▶ **SUPPLIED MATERIAL**
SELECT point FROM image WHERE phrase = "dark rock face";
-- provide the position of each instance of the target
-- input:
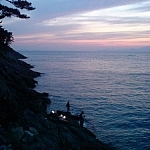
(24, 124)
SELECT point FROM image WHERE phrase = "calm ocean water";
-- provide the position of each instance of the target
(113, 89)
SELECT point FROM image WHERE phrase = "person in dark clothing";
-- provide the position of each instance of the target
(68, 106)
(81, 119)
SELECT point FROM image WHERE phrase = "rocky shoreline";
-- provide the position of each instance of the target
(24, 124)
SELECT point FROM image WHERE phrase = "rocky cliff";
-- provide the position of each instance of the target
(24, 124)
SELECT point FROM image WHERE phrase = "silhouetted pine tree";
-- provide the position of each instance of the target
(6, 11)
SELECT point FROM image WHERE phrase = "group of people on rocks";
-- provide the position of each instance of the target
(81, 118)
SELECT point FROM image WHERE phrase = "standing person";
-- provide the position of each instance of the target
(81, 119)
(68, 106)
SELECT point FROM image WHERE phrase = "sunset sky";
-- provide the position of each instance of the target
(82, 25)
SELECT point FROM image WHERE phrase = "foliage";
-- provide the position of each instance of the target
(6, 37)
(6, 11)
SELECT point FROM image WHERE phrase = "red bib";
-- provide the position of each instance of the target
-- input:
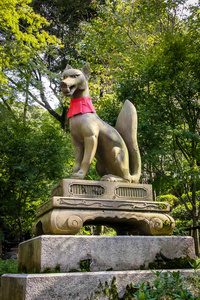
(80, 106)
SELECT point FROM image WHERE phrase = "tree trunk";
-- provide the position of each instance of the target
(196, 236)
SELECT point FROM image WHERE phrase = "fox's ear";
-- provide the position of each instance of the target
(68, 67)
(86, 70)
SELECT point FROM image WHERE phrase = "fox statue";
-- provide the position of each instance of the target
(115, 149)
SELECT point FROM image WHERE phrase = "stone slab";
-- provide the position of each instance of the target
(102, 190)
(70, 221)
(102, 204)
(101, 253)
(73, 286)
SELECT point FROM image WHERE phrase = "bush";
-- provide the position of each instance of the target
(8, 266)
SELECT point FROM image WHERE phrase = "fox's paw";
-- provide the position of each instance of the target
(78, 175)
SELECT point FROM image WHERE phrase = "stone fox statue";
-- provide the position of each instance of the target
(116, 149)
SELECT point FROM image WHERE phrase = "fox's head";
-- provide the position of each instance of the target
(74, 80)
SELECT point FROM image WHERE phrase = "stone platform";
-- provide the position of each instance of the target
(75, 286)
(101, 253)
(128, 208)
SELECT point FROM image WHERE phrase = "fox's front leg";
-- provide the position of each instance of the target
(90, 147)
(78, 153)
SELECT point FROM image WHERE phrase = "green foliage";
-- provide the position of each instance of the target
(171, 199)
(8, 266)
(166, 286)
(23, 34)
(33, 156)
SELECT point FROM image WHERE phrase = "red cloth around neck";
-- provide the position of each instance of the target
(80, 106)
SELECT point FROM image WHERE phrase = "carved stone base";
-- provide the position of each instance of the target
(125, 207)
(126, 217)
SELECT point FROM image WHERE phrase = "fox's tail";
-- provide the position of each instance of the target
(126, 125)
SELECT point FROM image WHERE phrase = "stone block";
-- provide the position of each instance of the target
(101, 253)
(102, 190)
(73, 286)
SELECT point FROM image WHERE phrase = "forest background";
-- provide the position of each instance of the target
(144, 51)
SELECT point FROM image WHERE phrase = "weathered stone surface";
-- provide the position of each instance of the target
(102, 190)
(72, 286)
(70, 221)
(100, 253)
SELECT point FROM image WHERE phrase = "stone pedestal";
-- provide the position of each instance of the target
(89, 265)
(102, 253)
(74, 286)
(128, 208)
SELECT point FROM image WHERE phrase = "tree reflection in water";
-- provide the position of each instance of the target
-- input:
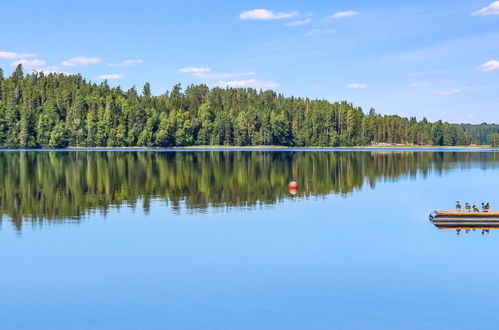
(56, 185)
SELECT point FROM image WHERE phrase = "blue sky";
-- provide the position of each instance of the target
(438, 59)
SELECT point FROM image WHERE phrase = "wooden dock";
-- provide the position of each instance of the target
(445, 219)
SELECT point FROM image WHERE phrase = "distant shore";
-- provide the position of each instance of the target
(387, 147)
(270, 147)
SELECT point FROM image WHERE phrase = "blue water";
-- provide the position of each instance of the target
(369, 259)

▶ **WHAT YOU ARE ASKED TO DO**
Copy out all the data without changing anything, and drop the pictures.

▶ **THE COMPLETED TASK**
SELECT point FROM image WHERE phrase = "dark rock face";
-- provide the position of each instance of the target
-- input:
(24, 124)
SELECT point FROM image WHERE phrase = "calm ocean water";
-- provide the position of each instance of the target
(113, 89)
SELECT point FROM image WHERE phrase = "person in dark clothing";
-- provide the position of each instance of the target
(68, 106)
(81, 119)
SELECT point FROM image WHERE phrase = "rocky shoreline";
-- provide the position of each instance of the target
(24, 124)
SELECT point FROM image WHERE phrase = "rocky cliff";
-- provide the position of each instance of the target
(24, 124)
SELECT point FROM image WHERE phrase = "silhouetted pine tree";
-- provide the position of each instance of the target
(6, 11)
SELECT point FROM image WHERE phrase = "group of people on rocks";
-- provide the position of each instance of the target
(81, 118)
SELECT point FROM image WHERE phrase = "standing person";
-- provide the position of each instance of the target
(81, 119)
(68, 106)
SELECT point FROM image WHERE phrase = "sunset sky";
-- provide the position of each instance of the target
(82, 25)
SELECT point FROM image WHERE phrase = "foliage";
-- provide the position of each instance of the target
(6, 37)
(6, 11)
SELECT point FROM image WHERE phrase = "red bib";
-- provide the position of each instance of the target
-- input:
(80, 106)
SELECT point FROM image WHERE phrase = "tree trunk";
-- provide the position of each instance of the target
(196, 236)
SELECT point FROM image WHERE phrase = "fox's ear";
-- provide the position of each instance of the target
(68, 67)
(86, 70)
SELECT point FROM image WHERE phrase = "fox statue";
-- provide the position of each instance of the target
(115, 149)
SELECT point FROM image WHERE phrase = "stone slab";
-- provide the position of each instance of the target
(102, 190)
(70, 221)
(102, 204)
(101, 253)
(73, 286)
SELECT point FROM image WHERE phrase = "bush";
-- provide the position of each instance of the target
(8, 266)
SELECT point FROM image WHERE phrase = "fox's paw";
-- provide the position of each instance of the target
(78, 175)
SELECT point FROM image WHERE phrase = "stone fox statue";
-- provide the position of each instance of the target
(116, 149)
SELECT point FROM image WHERE phrase = "fox's head";
-- provide the position of each instance of the target
(74, 80)
SELECT point FROM image WHERE phrase = "stone platform";
-- provide the position of each instance of the target
(75, 286)
(101, 253)
(128, 208)
SELECT point FROM image WHERE phrase = "fox's front leg";
-- provide the position of each instance of the target
(90, 147)
(78, 153)
SELECT point FROM image WHERE phrase = "green foliage";
-- provide the position of each instance of the target
(171, 199)
(8, 266)
(166, 286)
(23, 34)
(33, 156)
SELECT point FROM image WHERE phrase = "red cloth around neck";
-- provide the position of each instance of the target
(80, 106)
SELECT point FROM image WHERE phrase = "carved stone base";
-- provide the position of each instance of the target
(125, 207)
(126, 217)
SELECT point FROM image WHERE phrase = "fox's tail";
-- provide the position of each instance of the target
(126, 125)
SELECT point FROM image WHERE phrase = "stone block";
-- provide the position of each instance of the target
(101, 253)
(102, 190)
(73, 286)
SELECT point FROM image WHERE phrase = "forest background";
-- provide the position of each instance of the target
(144, 51)
SELECT point FROM image WHERE phrase = "weathered stone surface";
-- provide the position of each instance of the target
(102, 190)
(72, 286)
(70, 221)
(100, 253)
SELECT point FROM image WHERE phrase = "stone pedestal";
-- provide the position of each instance of the target
(89, 265)
(102, 253)
(74, 286)
(128, 208)
SELECT point FROM image WHERE phrase = "tree reflection in water";
-- provide the position of each instance of the target
-- input:
(56, 185)
SELECT point FROM image WHERE phrase = "blue sky";
-- provide the position of each instance of the target
(438, 59)
SELECT point FROM image WHERE phrase = "wooden dock";
-- provide the position of each instance of the target
(445, 219)
SELECT point FROM image WHERE phrase = "distant shore";
-- provide the position of each instance of the target
(387, 147)
(270, 147)
SELECT point FROM image WHERE phrase = "blue water";
-- provide the position of each instance of the target
(369, 259)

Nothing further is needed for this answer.